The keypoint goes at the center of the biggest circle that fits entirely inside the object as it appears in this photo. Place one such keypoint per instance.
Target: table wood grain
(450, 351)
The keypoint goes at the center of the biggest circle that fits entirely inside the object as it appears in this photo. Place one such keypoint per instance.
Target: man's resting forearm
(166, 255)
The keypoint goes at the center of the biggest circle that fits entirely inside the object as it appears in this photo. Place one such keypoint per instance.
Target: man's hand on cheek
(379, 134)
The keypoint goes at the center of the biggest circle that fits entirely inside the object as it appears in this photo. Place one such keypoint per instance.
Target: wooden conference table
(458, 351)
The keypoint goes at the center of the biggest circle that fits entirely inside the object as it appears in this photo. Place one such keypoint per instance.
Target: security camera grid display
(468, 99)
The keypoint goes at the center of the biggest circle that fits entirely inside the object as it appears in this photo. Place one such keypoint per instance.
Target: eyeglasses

→ Request:
Rewrite the whole listing, swapping every "Target" for "Object" and leaving everything else unchanged.

→ The result:
The keypoint goes at the center of the biggest circle that fits entirely inside the object as it appears in this photo. Place one such keypoint per instance.
Object: table wood grain
(450, 351)
The keypoint goes at the center of the biggest circle that fits entirely inside the object as it appears in this photo. Place one such keypoint per instance.
Object: man's resting forearm
(166, 255)
The keypoint goes at the center of the biggest circle that fits entirely inside the object as it appears in this photo. Place one such keypoint per instance.
Object: man's hand on cheek
(379, 134)
The keypoint goes at the center of the biggest circle that fits entirely inside the object as it appears in this photo. Place one such keypoint per instance.
Object: wooden conference table
(458, 351)
The keypoint goes at the center of the biggest circle that fits entirely inside the object as it appears in this photo. Place one such keypoint per instance.
Object: security camera grid display
(468, 99)
The keypoint goes at the center of the biggest circle that fits entirely inside the object as it appears in this photo. Place one such keypoint per instance.
Object: eyeglasses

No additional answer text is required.